Written request A:
Which dates that give a month, day, and year appear in the Werlich court opinion? List each distinct date once.
Written request B:
Can you copy the Werlich court opinion word for word, everything from "On the same" down to "before her husband."?

Summary
In Matter of Werlich (230 N.Y. 516, at p. 520) POUND, J., says: "The rule of presumption against intestacy and the rule in favor of one's blood against strangers often conflict and neither is a controlling guide to testator's intention.
Summary of this case from Matter of BarrettOpinion
Argued March 2, 1921
Decided March 15, 1921
Paul Armitage for appellant.
Howard Mansfield for respondents.
Captain Percival Julius Werlich and Lucy Glover Werlich were married during the year 1903. He had been married previously and a divorce had been procured by his first wife. One child was born to the first marriage, Percival McCeney Werlich, his father's sole heir at law and next of kin and the petitioner herein, accounting as administrator with the will annexed of his father. Mrs. Werlich died on October 6, 1915. Werlich died March 16, 1916.
On February 28, 1905, Werlich made a will wherein he gave to his son his gold watch and chain, and then provided after payment of all his just debts and funeral expenses that the balance should go to his wife. On October 21, 1911, he executed a codicil to his will upon the construction of which the rights of the parties here depend. The codicil reads as follows:
"I, Percival Julius Werlich, living at present in Paris, France, being of sound mind, do hereby establish and declare this to be a codicil to my will — but this codicil shall only be deemed valid in the event that my wife, Lucy Glover Werlich, should die before my said wife makes a will after my death, otherwise it is to be treated as nugatory and as non existent.
"I hereby bequeath all property of whatever kind or nature standing in my name to my son Percival McCeney Werlich, except certain stocks and shares, which were given to me from time to time by my said wife, and which are advertised on the attached list, authenticated by my signature. These excepted stocks and shares I direct to be returned to my said wife's estate. All other properties of whatever kind or nature which may come to me by operation of the will of my said wife, I wish returned to her estate; in order that these may be disposed of according to directions contained in the duly declared will of my said wife and which antedates my death."
On the same date Mrs. Werlich had executed a similar codicil to her will, but she made a new will on February 21, 1912, which made no reference to the shares of stock standing in her husband's name. The two lists of stocks then existed, one of those standing in the husband's name and the other of those standing in the wife's name. The personal representatives of the estate of Mrs. Werlich and also her sister, one of her next of kin, claim the stocks mentioned in the codicil.
The surrogate held that the codicil, by its terms, became inoperative because of the death of Mrs. Werlich before her husband.
The Appellate Division held that the codicil was effective because Mrs. Werlich did in fact die before making a will after testator's death inasmuch as she died before him, and that those answering to the description of the next of kin of the wife at the time of testator's death were entitled to take in her right the excepted stocks and shares therein indicated. The decree was reversed and the matter remitted to the Surrogate's Court to enter a decree accordingly, but leave was granted to appeal to the Court of Appeals from the order of reversal, and the following questions were certified:
(1) Is the codicil dated October 21, 1911, to the last will and testament of Percival Julius Werlich, deceased, a valid, effective testamentary disposition of his property?
(2) If it be valid, did it dispose of the shares of stock on the lists attached thereto or of any properties which had come to him by his wife's will?

Records provided:

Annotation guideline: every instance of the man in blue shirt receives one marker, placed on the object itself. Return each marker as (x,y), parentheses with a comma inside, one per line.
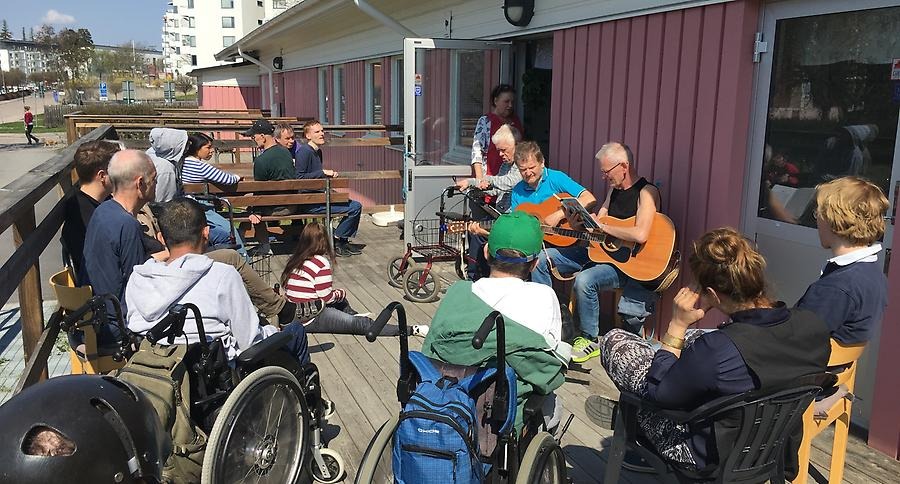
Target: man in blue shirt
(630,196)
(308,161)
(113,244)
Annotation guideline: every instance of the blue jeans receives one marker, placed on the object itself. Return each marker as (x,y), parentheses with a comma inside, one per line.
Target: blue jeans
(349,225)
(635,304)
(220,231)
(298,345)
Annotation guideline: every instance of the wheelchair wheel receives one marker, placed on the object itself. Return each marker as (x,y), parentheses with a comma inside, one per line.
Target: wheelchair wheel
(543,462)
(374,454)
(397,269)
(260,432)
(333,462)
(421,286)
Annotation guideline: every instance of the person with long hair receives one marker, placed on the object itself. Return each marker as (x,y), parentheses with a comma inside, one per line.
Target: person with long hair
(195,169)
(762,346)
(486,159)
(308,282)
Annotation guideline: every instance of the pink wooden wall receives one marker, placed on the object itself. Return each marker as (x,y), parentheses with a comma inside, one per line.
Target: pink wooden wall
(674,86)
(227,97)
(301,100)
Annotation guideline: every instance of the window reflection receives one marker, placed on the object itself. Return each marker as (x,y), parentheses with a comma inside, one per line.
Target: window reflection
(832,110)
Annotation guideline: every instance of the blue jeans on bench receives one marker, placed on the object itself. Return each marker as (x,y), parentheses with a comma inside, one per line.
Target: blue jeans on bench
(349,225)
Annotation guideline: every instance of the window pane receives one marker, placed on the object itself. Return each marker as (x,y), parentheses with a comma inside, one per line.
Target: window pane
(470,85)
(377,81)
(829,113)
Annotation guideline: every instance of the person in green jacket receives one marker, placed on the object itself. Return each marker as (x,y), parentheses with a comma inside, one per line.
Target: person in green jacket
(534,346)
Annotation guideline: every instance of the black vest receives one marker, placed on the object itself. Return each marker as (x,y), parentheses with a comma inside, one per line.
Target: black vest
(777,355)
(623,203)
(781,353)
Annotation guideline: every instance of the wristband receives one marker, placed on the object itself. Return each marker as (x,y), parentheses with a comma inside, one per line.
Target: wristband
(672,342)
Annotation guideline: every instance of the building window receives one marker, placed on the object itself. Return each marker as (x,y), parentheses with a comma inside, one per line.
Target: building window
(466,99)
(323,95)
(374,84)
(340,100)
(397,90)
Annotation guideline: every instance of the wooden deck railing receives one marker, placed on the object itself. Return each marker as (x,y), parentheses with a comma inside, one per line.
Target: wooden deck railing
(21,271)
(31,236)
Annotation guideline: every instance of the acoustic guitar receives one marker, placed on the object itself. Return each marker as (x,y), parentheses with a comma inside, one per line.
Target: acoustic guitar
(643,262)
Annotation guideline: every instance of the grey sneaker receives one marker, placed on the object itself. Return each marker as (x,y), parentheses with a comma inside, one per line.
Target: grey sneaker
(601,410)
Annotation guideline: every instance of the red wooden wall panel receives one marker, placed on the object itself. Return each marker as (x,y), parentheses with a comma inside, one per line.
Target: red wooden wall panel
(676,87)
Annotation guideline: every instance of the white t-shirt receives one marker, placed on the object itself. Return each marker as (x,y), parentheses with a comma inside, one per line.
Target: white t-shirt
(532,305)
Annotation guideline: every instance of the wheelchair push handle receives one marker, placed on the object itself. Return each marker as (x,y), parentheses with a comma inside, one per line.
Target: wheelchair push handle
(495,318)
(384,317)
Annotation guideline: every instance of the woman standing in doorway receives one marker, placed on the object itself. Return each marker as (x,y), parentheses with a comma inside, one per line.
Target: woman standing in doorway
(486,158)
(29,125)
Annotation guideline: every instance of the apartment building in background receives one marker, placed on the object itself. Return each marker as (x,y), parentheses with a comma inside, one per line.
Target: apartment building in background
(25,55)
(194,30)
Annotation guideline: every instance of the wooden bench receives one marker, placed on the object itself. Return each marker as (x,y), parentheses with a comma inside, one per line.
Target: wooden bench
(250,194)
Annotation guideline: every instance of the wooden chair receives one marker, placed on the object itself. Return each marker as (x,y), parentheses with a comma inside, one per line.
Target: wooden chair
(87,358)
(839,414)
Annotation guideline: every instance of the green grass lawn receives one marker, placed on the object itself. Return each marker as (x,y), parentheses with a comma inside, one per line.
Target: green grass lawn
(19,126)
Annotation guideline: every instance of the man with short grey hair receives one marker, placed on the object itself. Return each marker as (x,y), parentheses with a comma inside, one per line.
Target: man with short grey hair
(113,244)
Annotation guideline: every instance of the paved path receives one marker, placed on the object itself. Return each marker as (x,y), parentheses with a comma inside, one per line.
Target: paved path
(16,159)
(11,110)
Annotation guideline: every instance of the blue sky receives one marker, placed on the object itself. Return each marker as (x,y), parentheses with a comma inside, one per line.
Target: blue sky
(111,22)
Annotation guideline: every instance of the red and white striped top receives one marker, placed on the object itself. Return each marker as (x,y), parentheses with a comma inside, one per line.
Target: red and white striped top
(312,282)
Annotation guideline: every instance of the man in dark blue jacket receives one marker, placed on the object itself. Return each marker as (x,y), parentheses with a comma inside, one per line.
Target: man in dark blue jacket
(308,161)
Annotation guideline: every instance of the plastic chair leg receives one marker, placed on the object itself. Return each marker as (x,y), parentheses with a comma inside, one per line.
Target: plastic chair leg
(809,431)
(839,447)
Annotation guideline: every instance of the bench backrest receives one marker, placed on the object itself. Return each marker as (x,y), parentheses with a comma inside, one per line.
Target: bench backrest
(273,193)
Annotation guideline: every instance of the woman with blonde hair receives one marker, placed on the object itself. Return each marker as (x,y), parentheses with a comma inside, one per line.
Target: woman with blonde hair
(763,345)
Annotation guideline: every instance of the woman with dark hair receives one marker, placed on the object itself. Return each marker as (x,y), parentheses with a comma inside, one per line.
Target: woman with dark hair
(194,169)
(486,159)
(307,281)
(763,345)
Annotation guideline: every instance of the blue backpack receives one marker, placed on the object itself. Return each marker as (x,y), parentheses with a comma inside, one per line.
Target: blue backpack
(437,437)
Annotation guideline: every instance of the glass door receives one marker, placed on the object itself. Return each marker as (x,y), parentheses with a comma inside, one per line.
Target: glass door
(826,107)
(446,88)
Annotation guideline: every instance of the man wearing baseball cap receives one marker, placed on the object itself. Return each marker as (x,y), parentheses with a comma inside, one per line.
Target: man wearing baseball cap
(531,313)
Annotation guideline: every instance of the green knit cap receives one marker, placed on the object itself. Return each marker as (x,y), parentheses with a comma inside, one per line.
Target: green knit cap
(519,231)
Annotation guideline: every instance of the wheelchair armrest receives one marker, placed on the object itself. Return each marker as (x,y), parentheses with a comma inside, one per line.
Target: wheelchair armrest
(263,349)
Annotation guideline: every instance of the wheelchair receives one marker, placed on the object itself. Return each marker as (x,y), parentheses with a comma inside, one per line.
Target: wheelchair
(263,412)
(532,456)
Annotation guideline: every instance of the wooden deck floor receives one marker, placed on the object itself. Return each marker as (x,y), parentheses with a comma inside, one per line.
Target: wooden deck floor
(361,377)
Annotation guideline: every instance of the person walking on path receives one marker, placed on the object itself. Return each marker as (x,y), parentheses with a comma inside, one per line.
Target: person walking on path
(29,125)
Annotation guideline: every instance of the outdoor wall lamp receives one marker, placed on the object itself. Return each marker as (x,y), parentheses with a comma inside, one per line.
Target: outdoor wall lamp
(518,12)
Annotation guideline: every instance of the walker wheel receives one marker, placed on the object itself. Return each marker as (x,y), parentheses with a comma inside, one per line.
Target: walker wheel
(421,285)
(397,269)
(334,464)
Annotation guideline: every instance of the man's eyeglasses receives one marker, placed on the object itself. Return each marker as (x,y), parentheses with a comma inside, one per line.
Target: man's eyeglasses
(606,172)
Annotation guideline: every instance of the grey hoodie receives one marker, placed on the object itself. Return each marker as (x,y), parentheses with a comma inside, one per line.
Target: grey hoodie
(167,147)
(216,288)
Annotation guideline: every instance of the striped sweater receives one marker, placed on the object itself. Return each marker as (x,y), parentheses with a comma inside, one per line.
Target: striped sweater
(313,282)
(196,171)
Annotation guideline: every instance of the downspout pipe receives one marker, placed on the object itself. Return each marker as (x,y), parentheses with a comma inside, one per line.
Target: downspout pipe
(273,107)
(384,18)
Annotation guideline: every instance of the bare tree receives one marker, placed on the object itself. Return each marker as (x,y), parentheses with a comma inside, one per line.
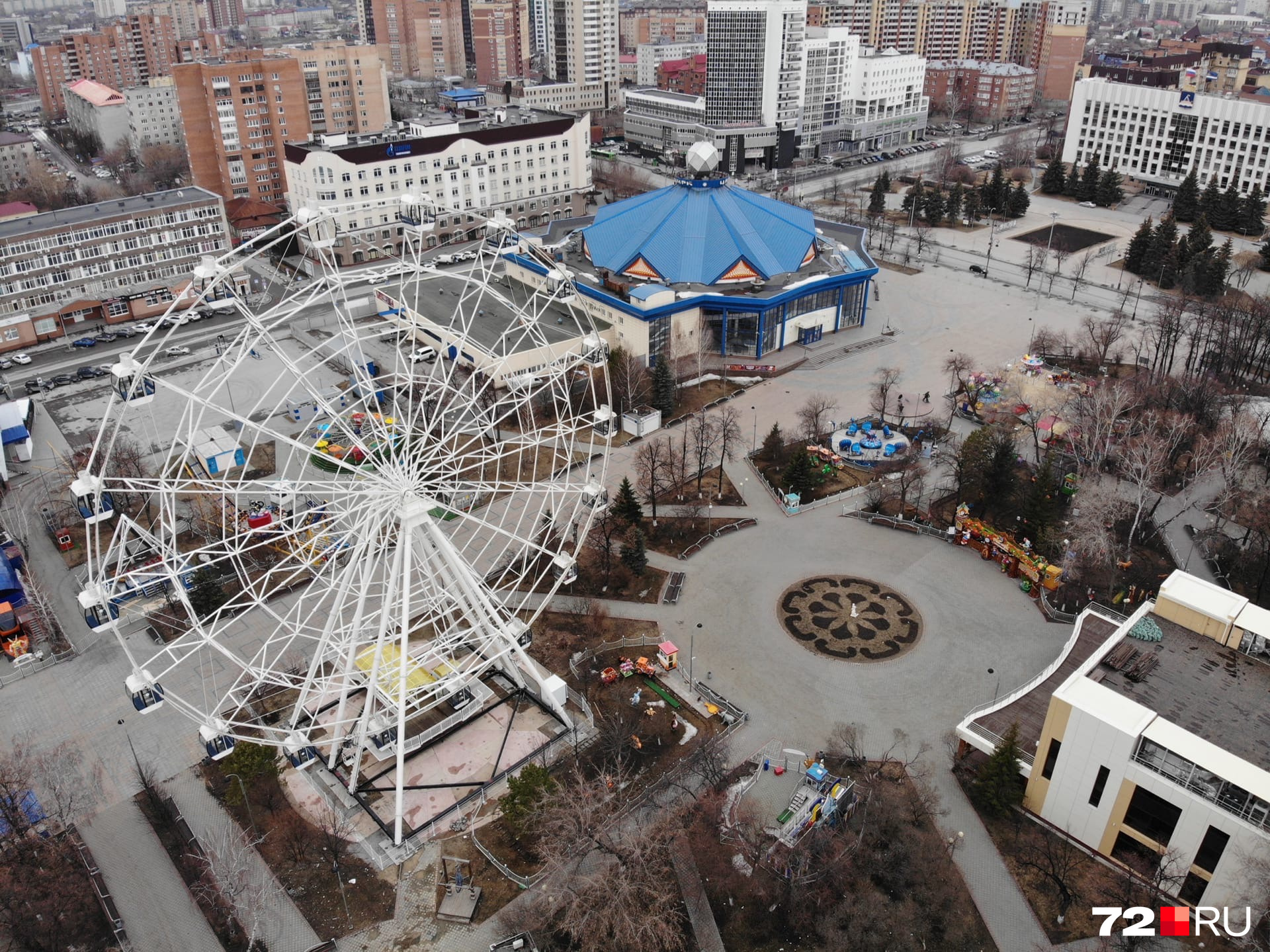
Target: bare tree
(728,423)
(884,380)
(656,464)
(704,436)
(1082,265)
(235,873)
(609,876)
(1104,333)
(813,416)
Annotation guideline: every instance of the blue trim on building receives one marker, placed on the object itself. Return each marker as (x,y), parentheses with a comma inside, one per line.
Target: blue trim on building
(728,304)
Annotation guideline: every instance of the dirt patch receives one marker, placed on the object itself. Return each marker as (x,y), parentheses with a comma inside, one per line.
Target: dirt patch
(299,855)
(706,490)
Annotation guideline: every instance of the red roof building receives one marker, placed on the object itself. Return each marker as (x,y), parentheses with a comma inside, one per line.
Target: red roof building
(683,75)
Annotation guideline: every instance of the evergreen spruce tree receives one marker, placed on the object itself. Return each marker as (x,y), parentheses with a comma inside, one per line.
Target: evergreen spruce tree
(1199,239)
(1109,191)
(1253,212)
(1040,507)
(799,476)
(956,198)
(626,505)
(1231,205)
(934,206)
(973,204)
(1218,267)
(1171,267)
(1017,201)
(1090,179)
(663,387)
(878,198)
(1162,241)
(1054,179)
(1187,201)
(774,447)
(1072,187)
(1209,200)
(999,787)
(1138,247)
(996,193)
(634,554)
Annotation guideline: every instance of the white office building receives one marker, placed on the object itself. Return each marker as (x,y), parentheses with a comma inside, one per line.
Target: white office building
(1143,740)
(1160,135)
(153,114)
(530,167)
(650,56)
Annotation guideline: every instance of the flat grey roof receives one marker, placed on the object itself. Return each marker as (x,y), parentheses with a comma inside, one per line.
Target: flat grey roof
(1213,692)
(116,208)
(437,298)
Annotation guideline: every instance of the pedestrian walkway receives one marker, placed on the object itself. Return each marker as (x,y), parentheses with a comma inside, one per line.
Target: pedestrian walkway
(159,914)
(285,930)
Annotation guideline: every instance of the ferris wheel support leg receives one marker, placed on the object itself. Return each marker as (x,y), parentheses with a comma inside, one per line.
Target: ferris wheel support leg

Answer A:
- February 28, 1905
- October 21, 1911
- February 21, 1912
- October 6, 1915
- March 16, 1916
- March 2, 1921
- March 15, 1921

Answer B:
On the same date Mrs. Werlich had executed a similar codicil to her will, but she made a new will on February 21, 1912, which made no reference to the shares of stock standing in her husband's name. The two lists of stocks then existed, one of those standing in the husband's name and the other of those standing in the wife's name. The personal representatives of the estate of Mrs. Werlich and also her sister, one of her next of kin, claim the stocks mentioned in the codicil.
The surrogate held that the codicil, by its terms, became inoperative because of the death of Mrs. Werlich before her husband.